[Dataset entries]
○ ○ ○ ○

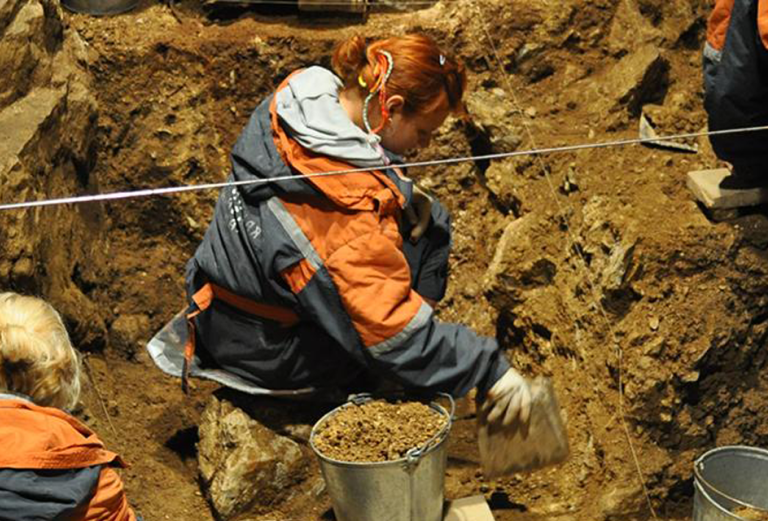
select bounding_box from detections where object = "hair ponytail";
[331,35,368,87]
[0,293,80,409]
[333,34,467,118]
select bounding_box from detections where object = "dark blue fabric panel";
[0,465,101,521]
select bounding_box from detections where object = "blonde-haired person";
[0,293,140,521]
[186,34,530,430]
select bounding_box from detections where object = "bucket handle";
[405,393,456,470]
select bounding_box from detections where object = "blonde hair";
[0,293,80,409]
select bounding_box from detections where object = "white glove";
[481,369,531,432]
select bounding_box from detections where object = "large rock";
[198,396,307,520]
[606,0,710,55]
[566,44,669,122]
[467,88,523,153]
[600,45,669,115]
[0,0,105,348]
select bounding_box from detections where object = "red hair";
[332,34,467,114]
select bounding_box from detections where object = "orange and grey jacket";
[187,67,509,396]
[0,394,136,521]
[704,0,768,174]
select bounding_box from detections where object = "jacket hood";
[232,67,412,209]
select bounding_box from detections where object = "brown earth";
[0,0,768,521]
[313,400,447,462]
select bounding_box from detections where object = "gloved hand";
[405,183,432,243]
[480,368,531,433]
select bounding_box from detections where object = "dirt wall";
[6,0,768,521]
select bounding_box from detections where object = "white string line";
[0,125,768,212]
[475,4,660,520]
[209,0,464,4]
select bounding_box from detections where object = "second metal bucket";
[309,397,453,521]
[693,445,768,521]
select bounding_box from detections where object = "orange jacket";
[187,67,509,396]
[707,0,768,51]
[0,398,136,521]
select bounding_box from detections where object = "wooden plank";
[687,172,768,210]
[443,496,494,521]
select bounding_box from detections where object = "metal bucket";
[309,395,454,521]
[61,0,139,16]
[693,445,768,521]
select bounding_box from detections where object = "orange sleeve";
[707,0,736,51]
[84,465,136,521]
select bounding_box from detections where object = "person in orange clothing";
[0,293,141,521]
[703,0,768,190]
[182,34,530,430]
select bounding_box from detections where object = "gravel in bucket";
[314,400,448,463]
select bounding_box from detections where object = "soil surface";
[4,0,768,521]
[314,400,448,462]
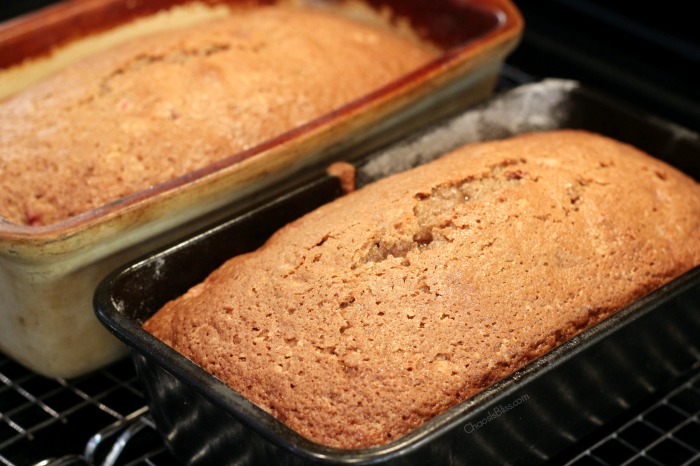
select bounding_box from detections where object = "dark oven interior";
[0,0,700,465]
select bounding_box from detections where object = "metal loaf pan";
[0,0,523,377]
[94,80,700,465]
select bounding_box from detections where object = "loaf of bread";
[144,130,700,449]
[0,6,433,225]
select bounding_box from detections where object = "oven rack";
[0,348,700,466]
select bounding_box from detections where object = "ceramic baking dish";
[94,80,700,465]
[0,0,523,377]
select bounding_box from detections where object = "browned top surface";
[0,7,430,225]
[146,131,700,448]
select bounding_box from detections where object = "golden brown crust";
[145,131,700,448]
[0,7,431,225]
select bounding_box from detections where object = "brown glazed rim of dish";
[0,0,524,245]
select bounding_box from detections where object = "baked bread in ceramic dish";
[0,6,434,225]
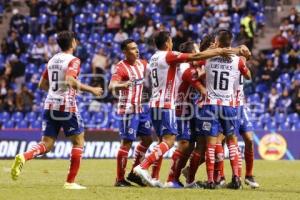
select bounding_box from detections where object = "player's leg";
[115,114,139,187]
[11,110,60,180]
[165,119,191,188]
[59,112,86,190]
[214,133,225,186]
[134,108,177,187]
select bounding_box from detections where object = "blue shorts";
[238,106,254,135]
[176,117,191,141]
[198,105,238,137]
[118,113,151,141]
[151,108,177,137]
[42,110,84,138]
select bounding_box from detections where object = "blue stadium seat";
[22,33,34,44]
[30,120,42,129]
[11,112,24,122]
[287,113,299,124]
[266,120,277,131]
[0,112,10,122]
[275,113,287,124]
[2,120,15,129]
[279,122,291,131]
[16,120,28,128]
[24,111,38,122]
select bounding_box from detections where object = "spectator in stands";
[106,10,121,33]
[16,85,34,112]
[47,36,60,59]
[30,40,49,66]
[276,88,292,113]
[241,12,255,50]
[292,88,300,115]
[9,8,28,33]
[114,29,128,43]
[3,88,16,112]
[261,59,277,88]
[4,31,24,55]
[268,88,279,115]
[26,0,40,35]
[5,54,25,90]
[272,31,288,49]
[92,48,109,75]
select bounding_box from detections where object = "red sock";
[244,145,254,176]
[151,156,163,180]
[237,145,243,177]
[23,143,46,160]
[67,147,83,183]
[167,149,188,182]
[214,144,224,182]
[186,151,201,183]
[205,143,216,183]
[117,146,128,181]
[140,142,169,169]
[131,143,148,172]
[227,141,239,176]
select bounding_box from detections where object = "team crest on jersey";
[202,122,211,131]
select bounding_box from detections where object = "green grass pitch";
[0,159,300,200]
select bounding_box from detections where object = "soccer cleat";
[164,181,183,188]
[228,176,242,190]
[216,176,226,188]
[115,180,132,187]
[204,182,216,190]
[245,176,259,188]
[10,154,25,181]
[151,179,164,188]
[181,166,190,179]
[127,172,146,187]
[133,165,155,187]
[64,182,86,190]
[184,181,203,189]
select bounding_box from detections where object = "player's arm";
[239,56,252,80]
[66,75,103,96]
[38,68,49,91]
[65,58,103,96]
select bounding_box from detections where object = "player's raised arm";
[38,68,49,91]
[239,56,251,80]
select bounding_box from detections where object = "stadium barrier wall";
[0,129,300,160]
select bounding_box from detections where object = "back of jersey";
[44,53,80,112]
[204,55,240,106]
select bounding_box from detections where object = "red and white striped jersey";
[111,59,147,114]
[43,52,80,112]
[176,63,201,116]
[149,51,188,109]
[204,55,248,106]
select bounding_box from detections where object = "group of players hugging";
[11,30,259,189]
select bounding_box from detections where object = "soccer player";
[236,70,259,188]
[109,39,152,187]
[199,30,251,189]
[134,31,234,187]
[11,31,103,189]
[165,41,206,188]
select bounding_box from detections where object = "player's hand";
[240,45,251,59]
[92,87,103,97]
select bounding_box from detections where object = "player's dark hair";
[121,39,135,51]
[56,31,75,51]
[200,34,215,51]
[179,41,195,53]
[217,29,233,47]
[154,31,171,49]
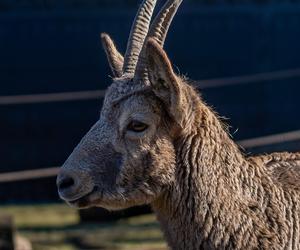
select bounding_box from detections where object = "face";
[57,80,175,209]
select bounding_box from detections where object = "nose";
[57,176,75,191]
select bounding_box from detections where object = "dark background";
[0,0,300,202]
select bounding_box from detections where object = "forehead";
[101,78,159,117]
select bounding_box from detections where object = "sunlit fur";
[57,13,300,250]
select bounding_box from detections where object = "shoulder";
[248,152,300,191]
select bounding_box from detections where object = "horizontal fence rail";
[0,68,300,105]
[0,130,300,183]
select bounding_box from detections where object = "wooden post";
[0,215,14,250]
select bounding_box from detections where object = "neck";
[153,94,274,249]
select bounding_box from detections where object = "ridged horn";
[134,0,183,81]
[123,0,157,74]
[101,33,124,77]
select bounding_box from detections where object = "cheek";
[148,140,176,183]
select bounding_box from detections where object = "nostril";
[58,177,75,190]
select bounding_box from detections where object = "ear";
[101,33,124,77]
[146,38,184,124]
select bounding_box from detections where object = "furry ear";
[146,38,183,124]
[101,33,124,77]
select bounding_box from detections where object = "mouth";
[67,186,100,209]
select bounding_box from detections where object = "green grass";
[0,204,167,250]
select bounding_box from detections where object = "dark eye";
[127,121,148,132]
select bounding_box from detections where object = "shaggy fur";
[57,0,300,250]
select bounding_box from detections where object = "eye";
[127,120,148,133]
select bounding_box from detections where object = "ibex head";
[57,0,188,209]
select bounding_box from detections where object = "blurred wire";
[0,90,105,105]
[238,130,300,150]
[0,68,300,105]
[0,130,300,183]
[0,167,59,183]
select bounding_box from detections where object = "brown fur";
[57,1,300,250]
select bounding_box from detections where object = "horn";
[101,33,124,77]
[134,0,183,82]
[123,0,157,74]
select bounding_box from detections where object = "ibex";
[57,0,300,250]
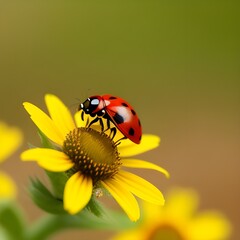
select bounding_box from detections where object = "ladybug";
[78,95,142,144]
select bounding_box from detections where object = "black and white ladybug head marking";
[79,96,104,114]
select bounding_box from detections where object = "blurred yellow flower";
[21,94,168,221]
[0,122,22,198]
[112,189,231,240]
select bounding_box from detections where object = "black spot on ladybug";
[128,128,134,136]
[131,109,136,115]
[109,96,117,100]
[113,113,124,124]
[122,103,128,107]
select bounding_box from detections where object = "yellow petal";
[114,171,164,205]
[21,148,74,172]
[63,172,93,214]
[122,159,169,178]
[23,102,65,145]
[0,172,17,199]
[189,211,231,240]
[0,122,23,162]
[45,94,75,139]
[118,134,160,157]
[102,179,140,221]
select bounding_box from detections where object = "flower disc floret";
[63,127,121,183]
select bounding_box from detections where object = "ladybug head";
[78,96,104,114]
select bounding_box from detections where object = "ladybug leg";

○ ○ ○ ○

• **Exercise**
Please list each line above that contains the word "black".

• **The answer**
select bounding_box from detections where object = "black and white ladybug head marking";
select bounding_box from detections where object = "black spot on ladybug";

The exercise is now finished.